=== Sua tarefa ===
Informe, com base no texto sobre Baudrillard e o Big Brother, o mês e o ano em que Jean Baudrillard morreu.

=== Texto de referência ===
------------------------------------------------------------------------

COLUNISTA - Vinícius Mendes

Vinícius Mendes

  • 15/12/19
  • 08:00
  • Atualizado há 223 semanas

Quando o sociólogo e filósofo francês Jean Baudrillard morreu, em março de 2007, o Big Brother já era um dos programas de televisão de maior sucesso no mundo, com versões dos Estados Unidos e do Canadá à China, da África do Sul à Albânia, da Itália ao Brasil (BBB). Assim, uma das últimas análises que fez em vida foi justamente do reality show - que chega à sua vigésima edição brasileira em 21 de janeiro.

Baudrillard era um profundo crítico da chamada sociedade do consumo, porque via que o mundo contemporâneo não era baseado na produção, mas justamente no consumo: segundo ele, as pessoas não querem apenas comprar coisas, mas sim serem incluídas no sistema consumista em que os outros já estão inseridos.

Seu principal argumento é que a manipulação de símbolos, com a infinita reprodução e sobreprodução de imagens e signos pela publicidade e pelo mercado, apagou toda a distinção entre o real e a imagem. Na fase contemporânea do símbolo, ao contrário da sua etapa inicial, ele não tem qualquer relação com a realidade - é um simulacro do real. Foi assim que ele

se debruçou sobre o Big Brother.

Baudrillard diz, fundamentalmente, que o programa existe porque "o homem moderno está entregue a uma experimentação sem limites sobre si mesmo" que só acontece porque não há mais um destino a se apegar. Assim, ele serve de laboratório de uma convivência entre pessoas que é modificada por meio da televisão, uma transferência da vida cotidiana para um circuito fechado e controlado.

------------------------------------------------------------------------

(Itens armazenados de uma coleção)
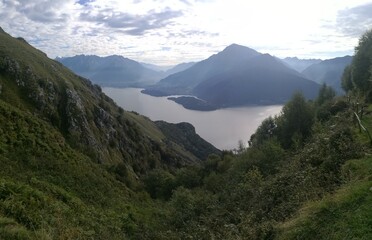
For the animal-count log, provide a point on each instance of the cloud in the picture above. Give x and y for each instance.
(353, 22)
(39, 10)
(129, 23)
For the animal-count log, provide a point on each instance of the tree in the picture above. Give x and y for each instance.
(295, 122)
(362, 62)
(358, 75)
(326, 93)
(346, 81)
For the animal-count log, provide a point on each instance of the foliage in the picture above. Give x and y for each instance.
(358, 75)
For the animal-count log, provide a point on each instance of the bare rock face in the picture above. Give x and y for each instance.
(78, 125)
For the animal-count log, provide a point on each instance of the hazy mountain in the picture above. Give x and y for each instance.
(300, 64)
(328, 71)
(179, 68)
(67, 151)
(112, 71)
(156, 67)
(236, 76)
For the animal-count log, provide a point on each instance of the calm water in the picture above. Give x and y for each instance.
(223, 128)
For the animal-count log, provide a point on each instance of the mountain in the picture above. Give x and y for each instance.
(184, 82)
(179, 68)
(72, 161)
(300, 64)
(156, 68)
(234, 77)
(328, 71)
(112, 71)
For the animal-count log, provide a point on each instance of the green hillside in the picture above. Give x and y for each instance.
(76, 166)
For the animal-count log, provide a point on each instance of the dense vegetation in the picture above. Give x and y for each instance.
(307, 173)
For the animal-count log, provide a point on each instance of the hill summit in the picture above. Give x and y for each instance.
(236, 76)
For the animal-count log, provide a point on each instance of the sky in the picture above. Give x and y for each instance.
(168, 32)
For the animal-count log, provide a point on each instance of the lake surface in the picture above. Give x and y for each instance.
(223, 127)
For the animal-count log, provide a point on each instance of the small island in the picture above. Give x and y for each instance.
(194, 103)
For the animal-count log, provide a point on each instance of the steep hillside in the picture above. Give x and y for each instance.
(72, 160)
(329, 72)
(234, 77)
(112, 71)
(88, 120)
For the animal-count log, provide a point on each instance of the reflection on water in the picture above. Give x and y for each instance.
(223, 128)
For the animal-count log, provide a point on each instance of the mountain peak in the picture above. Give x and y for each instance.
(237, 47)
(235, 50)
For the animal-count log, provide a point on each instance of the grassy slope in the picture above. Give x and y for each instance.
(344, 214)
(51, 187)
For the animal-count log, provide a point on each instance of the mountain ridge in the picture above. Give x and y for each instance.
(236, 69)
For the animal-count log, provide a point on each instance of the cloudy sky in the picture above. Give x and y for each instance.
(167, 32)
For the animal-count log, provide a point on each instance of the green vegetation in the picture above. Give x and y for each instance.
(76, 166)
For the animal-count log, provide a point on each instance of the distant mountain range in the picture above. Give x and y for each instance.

------------------------------------------------------------------------

=== Resposta do exercício ===
Em março de 2007.